• [WHAT YOU WILL DO] Can you put every line of the rows below into a numbered list, leaving out blank lines?

Dataset entries:
====
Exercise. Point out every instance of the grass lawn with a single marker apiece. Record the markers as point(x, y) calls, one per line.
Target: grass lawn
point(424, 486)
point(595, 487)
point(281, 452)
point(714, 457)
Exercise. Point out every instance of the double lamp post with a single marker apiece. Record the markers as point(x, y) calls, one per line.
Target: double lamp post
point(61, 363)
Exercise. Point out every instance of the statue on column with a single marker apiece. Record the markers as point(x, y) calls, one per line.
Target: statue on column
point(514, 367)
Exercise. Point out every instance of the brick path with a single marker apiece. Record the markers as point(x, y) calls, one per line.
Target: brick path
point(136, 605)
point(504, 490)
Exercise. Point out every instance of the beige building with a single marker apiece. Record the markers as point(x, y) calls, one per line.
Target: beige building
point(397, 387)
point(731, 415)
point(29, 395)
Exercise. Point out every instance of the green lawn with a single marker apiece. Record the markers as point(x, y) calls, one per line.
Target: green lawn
====
• [FINISHED ANSWER]
1. Exercise. Point out every instance of the grass lawn with a single marker apiece. Record the markers as point(x, y) calls, one per line.
2. Target: grass lawn
3. point(424, 486)
4. point(595, 487)
5. point(281, 452)
6. point(714, 457)
7. Exercise. Point out every instance of the double lamp post with a single marker apiece. Record the markers as point(x, y) calls, one per line.
8. Target: double lamp post
9. point(61, 363)
10. Exercise. Point out every instance of the statue on column with a single marker apiece. Record the markers as point(x, y) calls, one per line.
11. Target: statue on column
12. point(514, 367)
13. Exercise. Point out every instance of the brick path with a single marker apiece. Record the markers as point(x, y) calls, one per line.
14. Target: brick path
15. point(136, 605)
16. point(504, 490)
17. Exercise. Point out every instance of the beige building with a single marker apiece. Record the markers as point(x, y) calls, one per line.
18. Target: beige building
19. point(397, 387)
20. point(731, 415)
21. point(29, 395)
22. Exercise. Point out every instance of the green lawn with a single marker apiece. Record the markers as point(x, y) calls, one per line.
23. Target: green lawn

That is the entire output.